* **Text**:
--- START ---

The fruit body is crust like, initially with a leathery texture that later becomes more crusty. Its colour is whitish to pale yellowish. The spore-bearing surface (hymenium) is covered in densely crowded spines that are about 0.5 mm long. These vary in shape but are typically conical to more or less cylindrical. The margin of the crust is generally abrupt and distinct, especially in mature specimens. A drop of dilute potassium hydroxide placed on the hymenium gives it a yellowish colour.

The hyphal system of Crustomyces subabruptus is dimitic, consisting of two types of hyphae. The thin-walled generative hyphae are 2–3 μm wide, have clamps at their septa, and are highly branched. The thick-walled fibre-like skeletal hyphae are 2–3 μm wide, rarely have septa, and have very few clamps. The skeletal hyphae are mostly found in the subiculum next to the wood substrate.

The basidia are 12–18 by 3–4 μm, often somewhat constricted, with basal clamp and four sterigmata. Spores are ellipsoid, measuring 3.5–4.5 by 2–2.5 μm, smooth, non-amyloid.

==Habitat and distribution==
Crustomyces subabruptus is a wood-decay fungus that grows on both deciduous and coniferous wood, typically occurring in dry and warm localities. It is widely distributed in Europe. In 2012 it was reported from Iran.

--- END ---

* **Extracted records**:

--- START ---

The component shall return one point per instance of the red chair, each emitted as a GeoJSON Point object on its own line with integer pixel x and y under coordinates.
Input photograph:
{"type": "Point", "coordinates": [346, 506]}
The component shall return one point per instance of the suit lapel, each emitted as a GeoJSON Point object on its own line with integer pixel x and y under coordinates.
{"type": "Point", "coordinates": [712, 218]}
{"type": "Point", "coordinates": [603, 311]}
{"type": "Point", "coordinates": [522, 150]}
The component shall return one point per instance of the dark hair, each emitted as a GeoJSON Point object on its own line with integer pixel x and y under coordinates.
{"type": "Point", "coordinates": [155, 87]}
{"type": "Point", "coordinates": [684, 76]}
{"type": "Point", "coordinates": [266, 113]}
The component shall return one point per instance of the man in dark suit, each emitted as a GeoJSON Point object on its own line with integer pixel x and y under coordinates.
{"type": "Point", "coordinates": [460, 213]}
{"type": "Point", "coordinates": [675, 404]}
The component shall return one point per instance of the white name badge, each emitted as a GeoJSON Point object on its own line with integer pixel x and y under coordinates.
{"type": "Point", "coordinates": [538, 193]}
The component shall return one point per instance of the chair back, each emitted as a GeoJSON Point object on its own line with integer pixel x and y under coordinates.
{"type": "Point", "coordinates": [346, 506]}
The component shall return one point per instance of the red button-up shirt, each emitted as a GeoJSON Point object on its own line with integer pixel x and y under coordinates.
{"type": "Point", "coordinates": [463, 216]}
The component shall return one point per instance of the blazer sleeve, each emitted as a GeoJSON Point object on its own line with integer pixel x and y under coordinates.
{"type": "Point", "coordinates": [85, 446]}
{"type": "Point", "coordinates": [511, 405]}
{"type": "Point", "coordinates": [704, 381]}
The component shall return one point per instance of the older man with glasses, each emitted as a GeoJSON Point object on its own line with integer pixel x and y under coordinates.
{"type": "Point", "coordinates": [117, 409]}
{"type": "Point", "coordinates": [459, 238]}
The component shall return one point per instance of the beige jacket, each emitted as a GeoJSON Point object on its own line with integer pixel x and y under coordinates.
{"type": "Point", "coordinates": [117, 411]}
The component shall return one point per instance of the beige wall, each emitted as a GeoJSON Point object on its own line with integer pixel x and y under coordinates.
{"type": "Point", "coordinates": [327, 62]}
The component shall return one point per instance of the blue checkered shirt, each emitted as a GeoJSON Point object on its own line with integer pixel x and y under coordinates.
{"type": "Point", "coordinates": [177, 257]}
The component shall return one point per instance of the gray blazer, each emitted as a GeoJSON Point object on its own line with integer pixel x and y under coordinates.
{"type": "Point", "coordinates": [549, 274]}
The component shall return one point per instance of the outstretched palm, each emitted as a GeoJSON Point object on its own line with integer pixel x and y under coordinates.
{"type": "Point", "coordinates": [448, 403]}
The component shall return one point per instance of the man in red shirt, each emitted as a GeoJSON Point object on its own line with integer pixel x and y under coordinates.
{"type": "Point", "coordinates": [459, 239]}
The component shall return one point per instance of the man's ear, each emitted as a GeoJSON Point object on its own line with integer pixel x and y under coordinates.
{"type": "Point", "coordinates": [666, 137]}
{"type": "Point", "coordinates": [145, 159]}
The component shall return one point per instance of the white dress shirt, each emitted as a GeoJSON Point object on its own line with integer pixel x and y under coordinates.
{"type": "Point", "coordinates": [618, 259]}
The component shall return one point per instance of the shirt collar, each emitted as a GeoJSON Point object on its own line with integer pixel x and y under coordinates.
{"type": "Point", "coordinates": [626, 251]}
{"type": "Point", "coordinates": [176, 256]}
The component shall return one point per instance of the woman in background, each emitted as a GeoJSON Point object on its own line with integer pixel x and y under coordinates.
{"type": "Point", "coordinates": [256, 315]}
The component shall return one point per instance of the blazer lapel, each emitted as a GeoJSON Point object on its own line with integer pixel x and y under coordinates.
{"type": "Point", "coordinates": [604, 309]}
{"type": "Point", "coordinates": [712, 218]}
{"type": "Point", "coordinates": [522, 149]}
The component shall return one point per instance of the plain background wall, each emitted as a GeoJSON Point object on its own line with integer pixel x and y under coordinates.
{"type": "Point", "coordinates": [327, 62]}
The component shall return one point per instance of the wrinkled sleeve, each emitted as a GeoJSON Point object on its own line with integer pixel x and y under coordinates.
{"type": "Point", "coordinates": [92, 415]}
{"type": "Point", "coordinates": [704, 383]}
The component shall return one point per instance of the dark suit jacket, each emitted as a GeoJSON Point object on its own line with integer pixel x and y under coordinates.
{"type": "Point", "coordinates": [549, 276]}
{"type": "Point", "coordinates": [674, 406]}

--- END ---

* **Required action 1**: According to the Crustomyces subabruptus description, what happens when a drop of dilute potassium hydroxide is placed on the hymenium?
* **Required action 2**: Rewrite the Crustomyces subabruptus description, starting with "The hyphal system" and going on through "reported from Iran.", replacing "subiculum" with "basal layer".
* **Required action 3**: Summarize the Crustomyces subabruptus description in two sentences.
The material comes from a separate source, unrelated to the Crustomyces subabruptus description.

* **Task response 1**: The hymenium takes on a yellowish color.

* **Task response 2**:
The hyphal system of Crustomyces subabruptus is dimitic, consisting of two types of hyphae. The thin-walled generative hyphae are 2–3 μm wide, have clamps at their septa, and are highly branched. The thick-walled fibre-like skeletal hyphae are 2–3 μm wide, rarely have septa, and have very few clamps. The skeletal hyphae are mostly found in the basal layer next to the wood substrate.

The basidia are 12–18 by 3–4 μm, often somewhat constricted, with basal clamp and four sterigmata. Spores are ellipsoid, measuring 3.5–4.5 by 2–2.5 μm, smooth, non-amyloid.

==Habitat and distribution==
Crustomyces subabruptus is a wood-decay fungus that grows on both deciduous and coniferous wood, typically occurring in dry and warm localities. It is widely distributed in Europe. In 2012 it was reported from Iran.

* **Task response 3**: Crustomyces subabruptus forms whitish to pale yellowish, crust-like fruit bodies whose hymenium bears densely crowded spines about 0.5 mm long, and it has a dimitic hyphal system and smooth, ellipsoid, non-amyloid spores. It is a wood-decay fungus that grows on deciduous and coniferous wood in dry, warm localities, is widely distributed in Europe, and was reported from Iran in 2012.